- _WHAT TO DO_: Please report every line of the data below that contains the word "positive", copying each such line in full.

START INPUT RECORDS

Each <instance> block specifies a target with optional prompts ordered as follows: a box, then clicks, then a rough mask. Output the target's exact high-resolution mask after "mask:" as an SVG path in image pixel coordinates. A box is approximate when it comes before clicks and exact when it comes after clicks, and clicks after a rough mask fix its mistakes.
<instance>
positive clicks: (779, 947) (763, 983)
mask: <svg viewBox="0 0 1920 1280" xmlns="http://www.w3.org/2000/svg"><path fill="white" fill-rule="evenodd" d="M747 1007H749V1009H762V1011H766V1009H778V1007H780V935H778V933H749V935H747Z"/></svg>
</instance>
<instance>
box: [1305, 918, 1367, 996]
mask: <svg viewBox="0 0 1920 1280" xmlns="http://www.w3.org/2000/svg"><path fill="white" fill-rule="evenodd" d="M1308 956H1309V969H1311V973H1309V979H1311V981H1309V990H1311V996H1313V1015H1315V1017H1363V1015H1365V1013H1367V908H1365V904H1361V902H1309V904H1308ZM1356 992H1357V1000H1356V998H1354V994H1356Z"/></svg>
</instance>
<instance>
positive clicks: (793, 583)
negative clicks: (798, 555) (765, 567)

END INPUT RECORDS

- _RESPONSE BELOW_:
positive clicks: (779, 947) (763, 983)
positive clicks: (793, 583)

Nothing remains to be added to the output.